Job:
Copy the listing below word for word, leaving out the pictures.

## START The input

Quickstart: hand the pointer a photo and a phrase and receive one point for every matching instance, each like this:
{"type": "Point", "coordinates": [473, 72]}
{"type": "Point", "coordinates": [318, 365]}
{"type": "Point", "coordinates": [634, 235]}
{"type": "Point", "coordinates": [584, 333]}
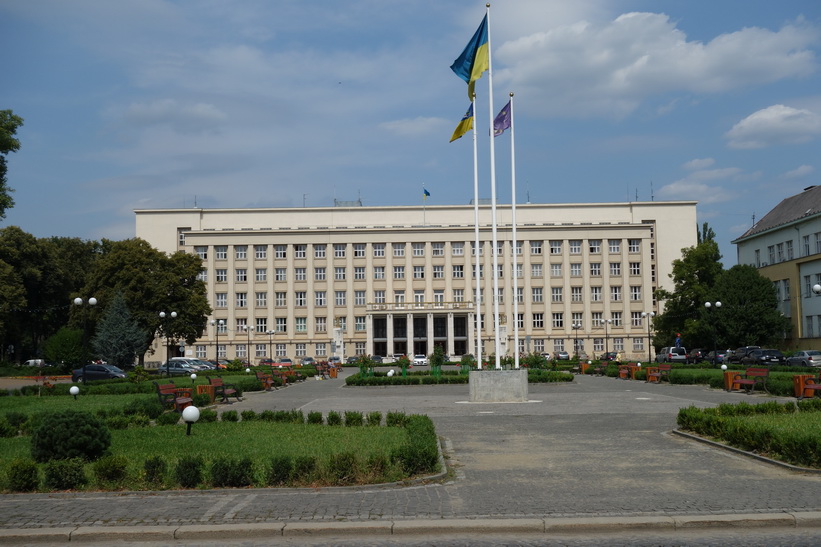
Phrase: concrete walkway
{"type": "Point", "coordinates": [596, 454]}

## END The input

Exercise answer:
Quickstart: hand the pointer a photo and a phrase and receive one point for every matching instance, each like this:
{"type": "Point", "coordinates": [473, 72]}
{"type": "Point", "coordinates": [318, 365]}
{"type": "Point", "coordinates": [634, 235]}
{"type": "Point", "coordinates": [584, 333]}
Phrase: concrete walkway
{"type": "Point", "coordinates": [596, 454]}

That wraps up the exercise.